Teks Bacaan
BAB I PENDAHULUAN
1.1
Latar Belakang Sejak dilahirkan, manusia hidup dalam suatu ruang lingkup sosial tertentu yang menjadi wadah kehidupannya. Manusia dalam aktivitasnya setiap saat memerlukan bantuan dari sesama di sekitarnya, dan untuk memudahkan proses interaksi manusia dengan sesamanya dapat dilakukan melalui komunikasi. Secara kodrati manusia memerlukan komunikasi sejak masih bayi sampai akhir hayatnya, atau ungkapan lain yang dapat digambarkan bahwa secara empiris tiada kehidupan tanpa komunikasi. Sebagai makhluk sosial, manusia akan selalu berkeinginan untuk berbicara, tukarmenukar gagasan, mengirim dan menerima informasi, membagi pengalaman serta bekerja sama dengan orang lain untuk memenuhi kebutuhannya. Berbagai keinginan tersebut hanya dapat terpenuhi melalui kegiatan komunikasi dengan orang lain dalam suatu sistem sosial tertentu. Komunikasi dapat diartikan sebagai proses pertukaran informasi, pendapat (communication is the prosess of sharing meaning) yang tujuannya untuk menciptakan saling pengertian diantara mereka yang melakukan komunikasi (Setyaningsih, 2007:1). Berdasarkan teori tersebut. Dari sinilah dapat dilihat bahwa peranan komunikasi menjadi bagian yang sangat esensial bagi kehidupan manusia. Dewasa ini, konteks komunikasi tidak hanya sebatas pada menciptakan saling pengertian antara satu dengan yang lainnya tetapi komunikasi juga merambah pada usaha untuk menyatukan perbedaan yang ada. Hal tersebut disebabkan karena ketika berkomunikasi dengan orang lain, manusia dihadapkan dengan bahasa-bahasa, dan
aturan-aturan, serta nilai-nilai yang berbeda, mengingat manusia adalah individu-individu yang memiliki latar belakang budaya yang berlainan. Seperti yang dikemukakan oleh Margarete Schwezer (dalam Mulyana dan Rahmat, 2003:215) bahwa perbedaan antardaerah tersebut khusus dapat ditemukan dalam bahasa, struktur ekonomi, struktur sosial, agama, norma-norma, gaya interaksi dan pemikiran, serta sejarah lokal. Manusia dalam menjalin relasi untuk memperoleh pemahaman mengenai perbedaan budaya tersebut, membutuhkan suatu proses komunikasi. Oleh karena itu dengan adanya komunikasi yang terjalin antara masyarakat yang berbeda kebudayaan, maka munculah suatu proses komunikasi yang disebut komunikasi antarbudaya, yang diartikan sebagai komunikasi antara dua orang atau lebih yang berbeda latar belakang kebudayaan (Liliweri, 2004:9). Secara umum, tujuan komunikasi antarbudaya adalah untuk menyatakan identitas sosial dan menjembatani perbedaan antarbudaya melalui perolehan informasi baru, mengurangi tingkat ketidakpastian serta mempelajari sesuatu yang baru yang tidak pernah ada sebelumnya dalam kebudayaan. Komunikasi antarbudaya yang intensif dapat mengubah persepsi dan sikap orang lain. Perbedaan latar belakang budaya seringkali menjadi kendala dalam proses komunikasi antarbudaya. Hal ini disebabkan adanya ukuran nilai baik-buruk dan benar salah dari suatu kelompok yang berbeda budaya. Untuk mengatasi kendala tersebut, dapat dilakukan melalui proses adaptasi, yang merupakan penyesuaian terhadap nilai-nilai sosial budaya baru. Proses adaptasi akan berhasil apabila didahului dengan proses mempelajari nilai-nilai sosial budaya dari kelompok lain.

Tantangan A
Sajikan sebagai daftar bernomor seluruh baris catatan mulai dari baris yang memuat "Put a point on every instance of the forehead;" hingga baris yang memuat "<point>60,54</point>", kedua baris itu ikut dihitung. Baris kosong tidak perlu dimasukkan.
Tantangan B
Tuliskan lanjutan bacaan tentang komunikasi antarbudaya, dimulai tepat sesudah kalimat terakhirnya.

Bahan yang Disediakan
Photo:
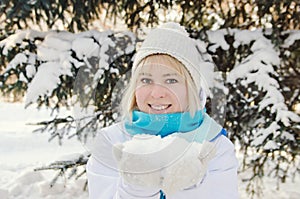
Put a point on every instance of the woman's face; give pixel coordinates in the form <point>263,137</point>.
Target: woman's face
<point>160,89</point>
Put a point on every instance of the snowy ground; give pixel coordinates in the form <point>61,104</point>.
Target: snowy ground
<point>21,151</point>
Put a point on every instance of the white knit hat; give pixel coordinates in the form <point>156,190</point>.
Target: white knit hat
<point>172,39</point>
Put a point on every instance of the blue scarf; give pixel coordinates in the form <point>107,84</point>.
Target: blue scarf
<point>163,124</point>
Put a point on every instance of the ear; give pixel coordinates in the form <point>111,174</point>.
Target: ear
<point>117,151</point>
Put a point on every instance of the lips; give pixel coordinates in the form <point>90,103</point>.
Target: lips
<point>159,107</point>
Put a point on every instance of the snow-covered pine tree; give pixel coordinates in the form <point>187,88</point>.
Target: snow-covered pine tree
<point>62,69</point>
<point>258,111</point>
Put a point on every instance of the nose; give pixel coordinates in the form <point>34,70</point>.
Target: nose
<point>158,91</point>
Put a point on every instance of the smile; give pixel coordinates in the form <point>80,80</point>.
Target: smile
<point>159,107</point>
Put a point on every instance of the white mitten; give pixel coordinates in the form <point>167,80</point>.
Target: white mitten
<point>188,169</point>
<point>139,160</point>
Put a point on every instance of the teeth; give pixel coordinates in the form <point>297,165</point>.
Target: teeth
<point>159,107</point>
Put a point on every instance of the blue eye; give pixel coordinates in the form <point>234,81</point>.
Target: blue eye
<point>171,81</point>
<point>146,81</point>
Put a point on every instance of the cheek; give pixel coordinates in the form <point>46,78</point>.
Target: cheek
<point>181,95</point>
<point>140,95</point>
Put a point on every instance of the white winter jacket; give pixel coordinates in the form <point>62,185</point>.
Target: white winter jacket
<point>104,181</point>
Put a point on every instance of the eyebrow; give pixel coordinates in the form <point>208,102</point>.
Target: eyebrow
<point>170,74</point>
<point>164,75</point>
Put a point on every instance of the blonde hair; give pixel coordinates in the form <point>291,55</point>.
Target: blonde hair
<point>128,103</point>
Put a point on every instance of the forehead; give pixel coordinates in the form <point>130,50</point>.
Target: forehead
<point>162,63</point>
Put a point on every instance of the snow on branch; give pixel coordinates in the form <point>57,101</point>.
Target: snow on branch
<point>60,54</point>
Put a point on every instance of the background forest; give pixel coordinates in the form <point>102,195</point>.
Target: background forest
<point>78,54</point>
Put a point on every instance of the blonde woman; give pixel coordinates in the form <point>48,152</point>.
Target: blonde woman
<point>166,146</point>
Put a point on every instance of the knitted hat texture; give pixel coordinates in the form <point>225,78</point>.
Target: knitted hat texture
<point>172,39</point>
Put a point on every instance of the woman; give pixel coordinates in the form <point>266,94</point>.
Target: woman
<point>165,100</point>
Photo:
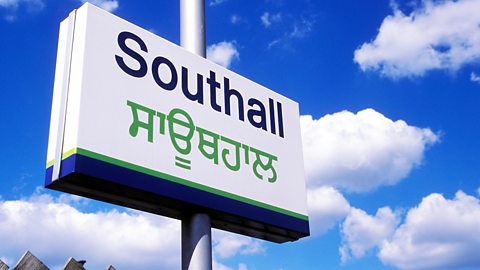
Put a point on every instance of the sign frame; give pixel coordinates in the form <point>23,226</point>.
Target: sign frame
<point>95,175</point>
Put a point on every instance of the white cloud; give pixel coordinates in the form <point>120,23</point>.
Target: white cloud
<point>437,234</point>
<point>12,7</point>
<point>360,152</point>
<point>474,77</point>
<point>53,230</point>
<point>108,5</point>
<point>362,232</point>
<point>267,18</point>
<point>227,245</point>
<point>301,28</point>
<point>326,207</point>
<point>236,19</point>
<point>437,35</point>
<point>217,2</point>
<point>242,266</point>
<point>16,3</point>
<point>223,53</point>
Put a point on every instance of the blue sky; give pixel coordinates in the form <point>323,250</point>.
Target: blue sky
<point>388,94</point>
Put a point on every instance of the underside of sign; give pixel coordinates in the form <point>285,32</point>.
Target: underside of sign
<point>138,121</point>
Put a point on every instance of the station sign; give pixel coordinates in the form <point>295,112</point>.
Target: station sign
<point>140,122</point>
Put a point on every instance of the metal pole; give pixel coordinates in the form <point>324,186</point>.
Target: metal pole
<point>192,26</point>
<point>196,228</point>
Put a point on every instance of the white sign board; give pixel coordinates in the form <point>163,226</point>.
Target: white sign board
<point>139,121</point>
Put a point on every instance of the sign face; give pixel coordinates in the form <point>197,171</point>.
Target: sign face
<point>141,122</point>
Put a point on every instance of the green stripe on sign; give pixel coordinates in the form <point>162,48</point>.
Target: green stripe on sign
<point>182,181</point>
<point>64,156</point>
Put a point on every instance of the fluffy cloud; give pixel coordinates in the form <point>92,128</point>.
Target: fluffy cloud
<point>474,77</point>
<point>326,207</point>
<point>17,3</point>
<point>108,5</point>
<point>438,35</point>
<point>437,234</point>
<point>12,7</point>
<point>360,152</point>
<point>362,232</point>
<point>216,2</point>
<point>267,18</point>
<point>223,53</point>
<point>54,230</point>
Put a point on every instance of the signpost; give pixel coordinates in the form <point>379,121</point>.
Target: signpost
<point>141,122</point>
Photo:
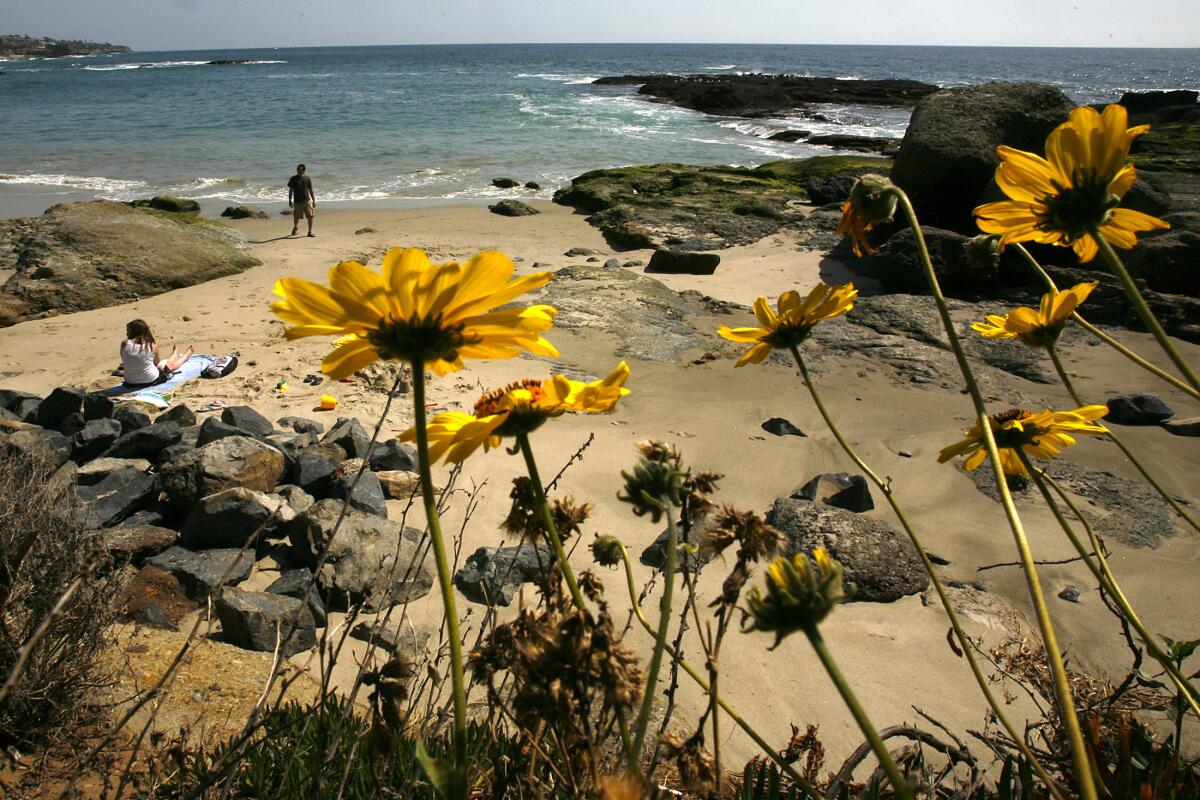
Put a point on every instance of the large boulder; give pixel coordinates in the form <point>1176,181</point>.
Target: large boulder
<point>59,404</point>
<point>880,563</point>
<point>95,438</point>
<point>135,543</point>
<point>233,518</point>
<point>223,464</point>
<point>114,498</point>
<point>948,154</point>
<point>371,560</point>
<point>65,259</point>
<point>259,620</point>
<point>39,444</point>
<point>202,573</point>
<point>495,575</point>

Hasil yang Diharapkan A
1. Put a point on every instance of the forehead; give pixel coordinates in the form <point>130,50</point>.
2. Target: forehead
3. <point>162,63</point>
4. Put a point on every instance of the snow on branch; give pixel coordinates in the form <point>57,101</point>.
5. Target: snow on branch
6. <point>60,54</point>

Hasil yang Diharapkan B
Budaya yang dimaksud tidak hanya sebatas pada perbedaan suku, ras maupun agama tetapi juga berkaitan dengan perbedaan lingkungan sosial, kebiasaan, nilai dan norma yang berlaku diantara individu yang berasal dari lingkungan yang berbeda-beda. Oleh karena itulah proses adaptasi sangat penting dalam komunikasi antarbudaya. Kabupaten Kupang merupakan salah satu kabupaten/kota dalam wilayah Propinsi Nusa Tenggara Timur. Seperti daerah – daerah lain pada umumnya, Kabupaten Kupang memiliki masyarakat yang majemuk. Dikatakan demikian karena selain masyarakat asli Timor juga terdapat masyarakat pendatang dari berbagai pelosok daerah di NTT maupun luar NTT. Dalam kondisi masyarakat yang majemuk ini, tentunya konflik bisa saja terjadi, mengingat individu dalam komunitas ini berasal dari latar belakang budaya yang berbeda-beda. Konflik biasanya sering timbul akibat adanya miskomunikasi antara masyarakat pendatang dan masyarakat asli karena adanya latar belakang bahasa yang berbeda. Sehingga sering menimbulkan ketegangan-ketegangan kecil seperti tidak bertegur sapa antara satu dengan yang lainnya. Namun, sebagai masyarakat pendatang, tentunya harus mampu
berinteraksi dan beradaptasi dengan masyarakat asli Timor.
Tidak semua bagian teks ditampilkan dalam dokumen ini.